■ **AUFGABENSTELLUNG**
Für welche Laufzeit dürfen die Kommunen laut dem Text zu den kommunalen Finanzen die Zinsen für ihre Kassenkredite binden?

■ **UNTERSUCHTER TEXT**
-------------------------

Nicht zuletzt hat die von der Landesregierung eingeführte Konnexität dafür gesorgt, dass die Kommunen nicht ersatzlos mit neuen Aufgaben und Ausgaben überfrachtet werden können, sondern dass bei einer Aufgabenübertragung in jedem Einzelfall ein entsprechender Kostenausgleich geprüft und gezahlt werden muss.
Zu 1.:
Wie ich bereits in früheren Antworten auf Anfragen zum Themenkomplex "kommunale Finanzen" ausgeführt habe, ist die Finanzsituation von Land und Kommunen, bedingt durch die Finanz- und Wirtschaftskrise, durchaus ernst. Mir ist es jedoch wichtig darauf hinzuweisen, dass die niedersächsischen Kommunen aufgrund der in den Vorbemerkungen erläuterten Vorarbeiten dieser Landesregierung für die sie erwartenden Herausforderungen gut gerüstet sind. Dennoch gibt es für Land und Kommunen zu einer maßvollen Ausgabenpolitik mit Augenmaß keine Alternativen. Verstärkte Konsolidierungsmaßnahmen auf Seiten von Land und Kommunen sind unabdingbar.
Zu 2.:
Zunächst ist ein Anstieg des Zinsniveaus in unmittelbarer Zukunft nach Auskunft der Nord/LB nicht zu erwarten. Mittelfristig ist lediglich mit einer allmählichen Normalisierung des Zinsniveaus zu rechnen. Und obwohl Jahr für Jahr das Schreckensbild eines sprunghaft steigenden Zinsniveaus gezeichnet wird, ist festzuhalten, dass die Durchschnittsverzinsung seit der deutschen Vereinigung stark rückläufig ist. 2010 wurde sogar ein neuer Tiefstand bei den Langfristzinsen verzeichnet.
Wir haben mit dem Blick auf das günstige Zinsniveau bereits vor einiger Zeit den Kommunen die Möglichkeit eingeräumt, die Zinsen für ihre Kassenkredite mit einer Laufzeit von vier Jahren zu binden. Die kommunalen Körperschaften können so auch langfristig von einem günstigen Zinssatz profitieren.

-------------------------

■ **BEREITGESTELLTES MATERIAL**
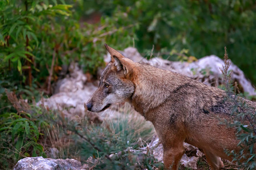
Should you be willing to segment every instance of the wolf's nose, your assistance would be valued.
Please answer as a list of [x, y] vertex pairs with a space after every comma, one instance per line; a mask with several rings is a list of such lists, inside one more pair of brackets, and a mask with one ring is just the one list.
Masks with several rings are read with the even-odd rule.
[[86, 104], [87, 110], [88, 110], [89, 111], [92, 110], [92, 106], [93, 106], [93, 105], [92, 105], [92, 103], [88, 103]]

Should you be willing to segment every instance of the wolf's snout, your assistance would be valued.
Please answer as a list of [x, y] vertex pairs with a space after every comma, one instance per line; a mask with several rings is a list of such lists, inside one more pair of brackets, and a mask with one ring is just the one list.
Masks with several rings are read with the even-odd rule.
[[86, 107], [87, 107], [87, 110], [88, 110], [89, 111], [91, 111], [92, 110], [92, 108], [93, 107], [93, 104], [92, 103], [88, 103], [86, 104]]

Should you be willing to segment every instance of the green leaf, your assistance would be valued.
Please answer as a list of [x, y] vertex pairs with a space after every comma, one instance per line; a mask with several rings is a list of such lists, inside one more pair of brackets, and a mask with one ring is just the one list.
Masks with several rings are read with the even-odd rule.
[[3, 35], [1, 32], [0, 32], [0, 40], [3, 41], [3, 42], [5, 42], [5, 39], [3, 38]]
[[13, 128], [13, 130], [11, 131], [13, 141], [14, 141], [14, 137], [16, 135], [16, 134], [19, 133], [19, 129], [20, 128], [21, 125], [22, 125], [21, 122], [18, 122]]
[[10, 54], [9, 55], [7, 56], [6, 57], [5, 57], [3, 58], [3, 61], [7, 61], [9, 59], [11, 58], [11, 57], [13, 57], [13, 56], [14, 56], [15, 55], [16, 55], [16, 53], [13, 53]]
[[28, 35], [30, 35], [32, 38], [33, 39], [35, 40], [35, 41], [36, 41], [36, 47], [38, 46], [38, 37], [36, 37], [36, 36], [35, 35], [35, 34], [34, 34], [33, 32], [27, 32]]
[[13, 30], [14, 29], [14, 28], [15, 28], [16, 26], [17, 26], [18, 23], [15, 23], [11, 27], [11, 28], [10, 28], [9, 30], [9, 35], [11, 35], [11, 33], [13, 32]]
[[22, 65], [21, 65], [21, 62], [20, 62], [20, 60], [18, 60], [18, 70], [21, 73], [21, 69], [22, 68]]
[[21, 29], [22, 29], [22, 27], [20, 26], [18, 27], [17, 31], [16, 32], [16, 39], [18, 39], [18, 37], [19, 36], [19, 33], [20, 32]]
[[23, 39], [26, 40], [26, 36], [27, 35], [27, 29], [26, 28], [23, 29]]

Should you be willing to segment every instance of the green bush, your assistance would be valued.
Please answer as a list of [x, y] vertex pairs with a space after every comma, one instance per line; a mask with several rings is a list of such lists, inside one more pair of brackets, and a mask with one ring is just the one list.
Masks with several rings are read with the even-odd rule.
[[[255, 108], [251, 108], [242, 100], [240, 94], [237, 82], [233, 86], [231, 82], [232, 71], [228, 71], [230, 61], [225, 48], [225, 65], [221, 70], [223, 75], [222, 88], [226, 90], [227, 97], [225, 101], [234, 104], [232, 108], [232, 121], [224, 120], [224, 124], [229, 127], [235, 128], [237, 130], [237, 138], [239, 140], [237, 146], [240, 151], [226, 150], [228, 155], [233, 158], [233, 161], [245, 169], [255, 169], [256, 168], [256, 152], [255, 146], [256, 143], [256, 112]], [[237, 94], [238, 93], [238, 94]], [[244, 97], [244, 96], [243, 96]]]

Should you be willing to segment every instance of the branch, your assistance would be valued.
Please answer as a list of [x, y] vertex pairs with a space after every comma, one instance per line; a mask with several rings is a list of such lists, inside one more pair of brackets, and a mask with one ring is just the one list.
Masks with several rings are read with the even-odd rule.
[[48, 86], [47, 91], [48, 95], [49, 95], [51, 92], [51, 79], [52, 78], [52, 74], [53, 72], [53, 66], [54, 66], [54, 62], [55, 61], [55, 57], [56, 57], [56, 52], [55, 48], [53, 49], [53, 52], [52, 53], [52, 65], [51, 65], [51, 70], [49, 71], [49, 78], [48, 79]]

-------------------------

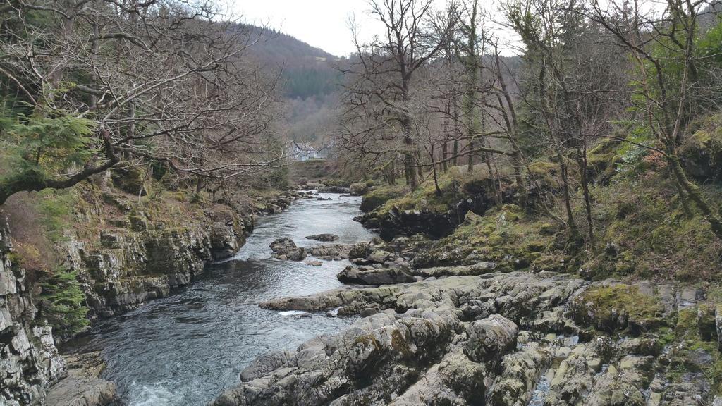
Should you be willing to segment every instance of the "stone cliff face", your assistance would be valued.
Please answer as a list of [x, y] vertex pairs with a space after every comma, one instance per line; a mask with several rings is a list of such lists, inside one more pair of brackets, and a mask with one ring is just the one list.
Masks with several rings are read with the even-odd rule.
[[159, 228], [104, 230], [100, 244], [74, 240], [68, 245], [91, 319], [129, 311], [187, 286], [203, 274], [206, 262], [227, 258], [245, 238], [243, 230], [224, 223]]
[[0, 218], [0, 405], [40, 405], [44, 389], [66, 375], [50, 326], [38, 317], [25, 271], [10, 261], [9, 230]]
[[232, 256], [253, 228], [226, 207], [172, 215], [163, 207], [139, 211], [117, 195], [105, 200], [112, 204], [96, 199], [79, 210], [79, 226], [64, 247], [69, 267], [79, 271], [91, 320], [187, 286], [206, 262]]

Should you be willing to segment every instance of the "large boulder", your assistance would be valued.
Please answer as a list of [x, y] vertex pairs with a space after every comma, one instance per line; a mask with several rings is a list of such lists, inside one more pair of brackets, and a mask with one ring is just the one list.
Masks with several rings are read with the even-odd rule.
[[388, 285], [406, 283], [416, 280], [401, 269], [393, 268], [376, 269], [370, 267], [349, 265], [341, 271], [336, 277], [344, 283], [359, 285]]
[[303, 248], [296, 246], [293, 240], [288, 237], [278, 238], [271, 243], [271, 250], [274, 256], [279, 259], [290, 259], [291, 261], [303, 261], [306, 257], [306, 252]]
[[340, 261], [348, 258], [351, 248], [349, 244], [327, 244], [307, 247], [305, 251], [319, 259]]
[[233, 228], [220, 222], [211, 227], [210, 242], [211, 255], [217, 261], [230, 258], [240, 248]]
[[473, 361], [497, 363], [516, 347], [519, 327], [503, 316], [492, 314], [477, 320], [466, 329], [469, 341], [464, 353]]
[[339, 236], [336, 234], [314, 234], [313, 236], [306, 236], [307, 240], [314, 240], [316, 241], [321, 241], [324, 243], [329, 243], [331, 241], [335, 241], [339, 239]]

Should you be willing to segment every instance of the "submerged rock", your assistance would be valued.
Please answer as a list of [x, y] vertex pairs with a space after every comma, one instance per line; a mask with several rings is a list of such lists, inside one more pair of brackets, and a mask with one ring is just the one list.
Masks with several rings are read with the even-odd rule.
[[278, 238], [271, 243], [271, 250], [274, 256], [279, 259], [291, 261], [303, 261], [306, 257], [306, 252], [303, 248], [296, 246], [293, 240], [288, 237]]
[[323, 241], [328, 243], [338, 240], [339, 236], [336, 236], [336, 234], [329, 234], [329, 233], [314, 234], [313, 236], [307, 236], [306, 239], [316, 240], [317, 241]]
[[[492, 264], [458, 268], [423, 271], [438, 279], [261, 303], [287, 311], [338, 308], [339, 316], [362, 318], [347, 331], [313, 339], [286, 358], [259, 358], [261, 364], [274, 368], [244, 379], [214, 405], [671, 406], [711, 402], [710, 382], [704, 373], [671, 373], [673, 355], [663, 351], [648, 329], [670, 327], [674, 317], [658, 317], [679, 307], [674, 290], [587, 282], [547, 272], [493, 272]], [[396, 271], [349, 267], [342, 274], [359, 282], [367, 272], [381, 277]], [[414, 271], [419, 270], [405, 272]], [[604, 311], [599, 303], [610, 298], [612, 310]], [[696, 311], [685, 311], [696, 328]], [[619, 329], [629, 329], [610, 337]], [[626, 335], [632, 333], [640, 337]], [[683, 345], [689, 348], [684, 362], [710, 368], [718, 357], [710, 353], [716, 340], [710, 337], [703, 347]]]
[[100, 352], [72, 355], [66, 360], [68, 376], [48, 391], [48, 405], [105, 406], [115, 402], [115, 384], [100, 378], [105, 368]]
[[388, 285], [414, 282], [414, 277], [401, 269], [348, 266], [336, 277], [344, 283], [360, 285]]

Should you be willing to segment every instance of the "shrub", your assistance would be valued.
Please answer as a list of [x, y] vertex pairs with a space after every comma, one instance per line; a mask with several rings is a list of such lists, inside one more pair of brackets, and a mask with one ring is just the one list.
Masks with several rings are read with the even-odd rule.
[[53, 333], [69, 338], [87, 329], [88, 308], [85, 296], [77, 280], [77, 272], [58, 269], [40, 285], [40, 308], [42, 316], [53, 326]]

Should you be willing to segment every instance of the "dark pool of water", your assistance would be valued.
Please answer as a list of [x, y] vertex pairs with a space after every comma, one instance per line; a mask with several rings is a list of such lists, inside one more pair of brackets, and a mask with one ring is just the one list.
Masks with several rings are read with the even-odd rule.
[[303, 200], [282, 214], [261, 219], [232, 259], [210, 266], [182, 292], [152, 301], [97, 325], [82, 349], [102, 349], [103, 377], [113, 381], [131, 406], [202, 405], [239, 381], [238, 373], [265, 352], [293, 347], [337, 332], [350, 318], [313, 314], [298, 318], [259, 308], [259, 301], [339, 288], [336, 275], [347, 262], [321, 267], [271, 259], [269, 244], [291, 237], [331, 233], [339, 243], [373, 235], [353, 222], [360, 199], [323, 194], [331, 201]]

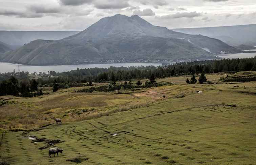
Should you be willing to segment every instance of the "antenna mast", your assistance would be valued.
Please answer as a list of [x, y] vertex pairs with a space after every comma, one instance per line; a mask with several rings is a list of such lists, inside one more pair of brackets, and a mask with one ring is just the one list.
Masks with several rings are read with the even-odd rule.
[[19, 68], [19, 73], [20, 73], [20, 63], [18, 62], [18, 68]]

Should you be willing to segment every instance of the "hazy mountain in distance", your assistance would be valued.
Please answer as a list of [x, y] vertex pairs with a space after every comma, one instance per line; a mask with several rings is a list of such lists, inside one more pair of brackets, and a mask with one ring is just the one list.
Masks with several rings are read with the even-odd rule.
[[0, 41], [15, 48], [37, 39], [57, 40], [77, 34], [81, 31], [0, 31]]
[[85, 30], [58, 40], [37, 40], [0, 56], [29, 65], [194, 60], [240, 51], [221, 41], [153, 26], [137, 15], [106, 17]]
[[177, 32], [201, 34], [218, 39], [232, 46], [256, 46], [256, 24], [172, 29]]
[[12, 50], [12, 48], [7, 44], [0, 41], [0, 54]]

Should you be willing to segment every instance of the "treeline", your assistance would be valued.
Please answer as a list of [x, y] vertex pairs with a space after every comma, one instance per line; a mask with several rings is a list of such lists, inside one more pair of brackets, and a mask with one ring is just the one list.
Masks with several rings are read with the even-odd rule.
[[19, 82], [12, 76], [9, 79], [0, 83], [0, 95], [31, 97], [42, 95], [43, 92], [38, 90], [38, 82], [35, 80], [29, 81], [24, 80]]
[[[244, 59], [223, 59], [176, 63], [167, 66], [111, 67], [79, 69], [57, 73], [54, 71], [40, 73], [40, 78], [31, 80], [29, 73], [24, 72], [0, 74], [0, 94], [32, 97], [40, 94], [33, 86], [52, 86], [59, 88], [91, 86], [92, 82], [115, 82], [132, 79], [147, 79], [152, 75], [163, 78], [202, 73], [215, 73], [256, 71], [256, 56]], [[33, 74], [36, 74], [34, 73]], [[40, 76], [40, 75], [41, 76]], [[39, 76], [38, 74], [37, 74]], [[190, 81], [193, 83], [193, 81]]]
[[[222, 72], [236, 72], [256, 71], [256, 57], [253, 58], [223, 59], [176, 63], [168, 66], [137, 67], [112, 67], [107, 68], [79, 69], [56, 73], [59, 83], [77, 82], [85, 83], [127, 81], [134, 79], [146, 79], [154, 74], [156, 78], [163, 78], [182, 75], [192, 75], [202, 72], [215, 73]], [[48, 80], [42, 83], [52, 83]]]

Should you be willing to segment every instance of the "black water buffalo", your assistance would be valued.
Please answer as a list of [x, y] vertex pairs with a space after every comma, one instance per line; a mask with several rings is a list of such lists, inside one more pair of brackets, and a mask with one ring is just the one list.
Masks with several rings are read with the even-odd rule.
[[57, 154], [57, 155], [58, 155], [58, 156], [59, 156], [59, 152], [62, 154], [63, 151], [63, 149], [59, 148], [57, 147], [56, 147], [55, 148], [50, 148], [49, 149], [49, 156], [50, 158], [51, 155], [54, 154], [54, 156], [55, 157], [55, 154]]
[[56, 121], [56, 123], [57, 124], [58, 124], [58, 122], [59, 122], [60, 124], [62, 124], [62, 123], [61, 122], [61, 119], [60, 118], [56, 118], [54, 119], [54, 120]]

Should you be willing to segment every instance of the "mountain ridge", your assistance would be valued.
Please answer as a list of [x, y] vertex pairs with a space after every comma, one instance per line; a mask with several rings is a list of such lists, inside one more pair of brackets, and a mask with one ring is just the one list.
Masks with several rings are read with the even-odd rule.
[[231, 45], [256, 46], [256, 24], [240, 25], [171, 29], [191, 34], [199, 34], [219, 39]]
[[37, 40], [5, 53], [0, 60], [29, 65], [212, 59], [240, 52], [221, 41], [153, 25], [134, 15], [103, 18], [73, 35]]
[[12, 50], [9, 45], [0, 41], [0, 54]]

-------------------------

■ **LÖSUNG**
Für eine Laufzeit von vier Jahren.